- **DATASET CONTENT**:
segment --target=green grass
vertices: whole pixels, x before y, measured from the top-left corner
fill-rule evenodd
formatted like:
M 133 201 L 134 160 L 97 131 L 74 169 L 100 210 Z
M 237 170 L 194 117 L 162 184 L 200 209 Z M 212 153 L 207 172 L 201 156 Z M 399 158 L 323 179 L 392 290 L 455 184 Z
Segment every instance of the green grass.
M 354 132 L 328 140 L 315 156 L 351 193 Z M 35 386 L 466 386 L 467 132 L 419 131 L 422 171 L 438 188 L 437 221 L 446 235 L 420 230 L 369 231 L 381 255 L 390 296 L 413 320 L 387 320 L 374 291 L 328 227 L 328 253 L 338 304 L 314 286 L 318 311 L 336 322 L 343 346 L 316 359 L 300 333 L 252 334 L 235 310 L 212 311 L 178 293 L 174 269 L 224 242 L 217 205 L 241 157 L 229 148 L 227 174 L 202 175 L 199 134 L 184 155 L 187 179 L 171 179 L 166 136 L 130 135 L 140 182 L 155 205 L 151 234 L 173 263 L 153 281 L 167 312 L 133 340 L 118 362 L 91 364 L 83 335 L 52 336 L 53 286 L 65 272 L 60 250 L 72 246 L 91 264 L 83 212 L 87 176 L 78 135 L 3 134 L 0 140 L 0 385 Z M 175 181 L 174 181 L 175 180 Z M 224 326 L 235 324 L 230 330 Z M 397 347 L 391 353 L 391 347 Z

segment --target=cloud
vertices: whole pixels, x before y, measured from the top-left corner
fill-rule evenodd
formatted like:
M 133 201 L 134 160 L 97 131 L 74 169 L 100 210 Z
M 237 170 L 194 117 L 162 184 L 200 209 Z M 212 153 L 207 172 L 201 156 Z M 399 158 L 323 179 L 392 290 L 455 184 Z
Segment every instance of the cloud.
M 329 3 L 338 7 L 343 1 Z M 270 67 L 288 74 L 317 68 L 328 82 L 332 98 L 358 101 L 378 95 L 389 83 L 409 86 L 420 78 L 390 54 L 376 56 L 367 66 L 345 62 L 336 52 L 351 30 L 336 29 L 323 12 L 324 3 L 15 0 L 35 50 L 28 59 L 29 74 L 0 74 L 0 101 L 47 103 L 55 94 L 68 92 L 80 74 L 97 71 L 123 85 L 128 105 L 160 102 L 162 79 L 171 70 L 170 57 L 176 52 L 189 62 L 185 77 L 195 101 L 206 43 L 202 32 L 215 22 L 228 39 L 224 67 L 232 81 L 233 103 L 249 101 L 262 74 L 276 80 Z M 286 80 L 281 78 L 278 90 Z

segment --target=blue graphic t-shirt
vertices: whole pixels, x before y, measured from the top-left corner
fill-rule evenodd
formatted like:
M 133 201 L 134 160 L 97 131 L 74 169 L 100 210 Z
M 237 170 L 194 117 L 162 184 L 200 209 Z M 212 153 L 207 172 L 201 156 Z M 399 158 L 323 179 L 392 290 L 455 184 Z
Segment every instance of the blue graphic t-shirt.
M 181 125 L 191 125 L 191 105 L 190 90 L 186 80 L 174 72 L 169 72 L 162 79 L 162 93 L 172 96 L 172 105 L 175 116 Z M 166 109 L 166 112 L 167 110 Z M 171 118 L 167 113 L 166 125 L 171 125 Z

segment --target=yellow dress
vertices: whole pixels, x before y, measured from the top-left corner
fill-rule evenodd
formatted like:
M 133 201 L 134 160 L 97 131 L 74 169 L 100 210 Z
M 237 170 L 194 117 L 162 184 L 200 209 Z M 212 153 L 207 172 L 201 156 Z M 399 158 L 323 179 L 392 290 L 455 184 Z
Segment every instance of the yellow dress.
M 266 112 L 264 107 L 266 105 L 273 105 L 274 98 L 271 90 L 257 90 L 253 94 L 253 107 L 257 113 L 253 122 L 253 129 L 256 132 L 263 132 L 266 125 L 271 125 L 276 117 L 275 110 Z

- **THE PROBLEM**:
Copy out all of the material above word for word, with nothing changed.

- **SOLUTION BELOW**:
segment --target=green grass
vertices: whole pixels, x before y, measured from the top-left corner
fill-rule evenodd
formatted like:
M 133 201 L 134 160 L 97 131 L 74 169 L 100 210 Z
M 237 170 L 194 117 L 162 184 L 200 209 Z M 212 153 L 207 172 L 201 156 Z M 399 158 L 323 179 L 392 290 L 455 184 Z
Segment every instance of the green grass.
M 354 132 L 328 140 L 315 156 L 351 193 Z M 35 386 L 466 386 L 467 132 L 419 131 L 422 171 L 438 188 L 437 221 L 446 235 L 420 230 L 369 231 L 381 255 L 390 296 L 413 320 L 387 320 L 374 291 L 328 227 L 328 253 L 338 304 L 314 286 L 318 311 L 336 322 L 343 346 L 316 359 L 300 333 L 252 334 L 235 310 L 212 311 L 178 293 L 174 269 L 224 242 L 217 205 L 241 157 L 229 148 L 227 174 L 202 175 L 199 134 L 184 155 L 187 179 L 171 179 L 166 136 L 130 135 L 140 182 L 155 205 L 151 234 L 173 263 L 153 281 L 167 312 L 133 340 L 118 362 L 91 364 L 83 335 L 52 336 L 53 286 L 65 272 L 60 250 L 72 246 L 91 264 L 83 212 L 87 176 L 78 135 L 3 134 L 0 140 L 0 385 Z M 175 181 L 174 181 L 175 180 Z M 224 326 L 235 324 L 230 330 Z M 397 347 L 391 353 L 391 347 Z

segment --target=cloud
vertices: whole pixels, x before y, measured from the top-left corner
fill-rule evenodd
formatted like:
M 133 201 L 134 160 L 97 131 L 74 169 L 100 210 Z
M 237 170 L 194 117 L 162 184 L 200 209 Z M 212 153 L 207 172 L 201 156 Z M 399 158 L 323 179 L 392 290 L 455 184 Z
Segment every instance of the cloud.
M 329 3 L 338 7 L 343 1 Z M 270 67 L 288 74 L 317 68 L 328 82 L 332 98 L 358 101 L 378 95 L 389 83 L 409 86 L 420 78 L 390 54 L 376 56 L 367 66 L 345 62 L 336 52 L 351 30 L 336 29 L 323 12 L 324 3 L 15 0 L 35 50 L 28 59 L 29 74 L 0 74 L 0 101 L 47 103 L 55 94 L 68 92 L 80 74 L 97 71 L 123 85 L 128 105 L 160 102 L 162 79 L 171 70 L 170 57 L 176 52 L 189 62 L 185 77 L 195 101 L 206 43 L 202 32 L 215 22 L 228 39 L 224 67 L 232 81 L 233 103 L 249 101 L 262 74 L 276 80 Z M 286 80 L 281 78 L 278 90 Z

segment --target=blue graphic t-shirt
vertices: whole pixels, x before y, measured from the top-left corner
fill-rule evenodd
formatted like:
M 133 201 L 134 160 L 97 131 L 74 169 L 100 210 Z
M 237 170 L 194 117 L 162 184 L 200 209 Z M 212 153 L 207 172 L 201 156 Z M 399 158 L 323 179 L 392 290 L 455 184 Z
Segment every instance of the blue graphic t-shirt.
M 181 125 L 191 125 L 191 105 L 190 90 L 186 80 L 174 72 L 169 72 L 162 79 L 162 93 L 172 96 L 172 105 L 175 116 Z M 166 109 L 166 112 L 167 110 Z M 171 118 L 167 113 L 166 125 L 171 125 Z

segment --target=yellow dress
vertices: whole pixels, x before y, measured from the top-left corner
fill-rule evenodd
formatted like:
M 133 201 L 134 160 L 97 131 L 74 169 L 100 210 Z
M 237 170 L 194 117 L 162 184 L 200 209 Z M 212 153 L 207 172 L 201 156 Z M 399 158 L 323 179 L 392 290 L 455 184 Z
Segment every instance of the yellow dress.
M 266 112 L 264 107 L 266 105 L 273 105 L 274 98 L 271 90 L 257 90 L 253 94 L 253 107 L 257 113 L 253 122 L 253 129 L 256 132 L 263 132 L 266 125 L 271 125 L 276 117 L 275 110 Z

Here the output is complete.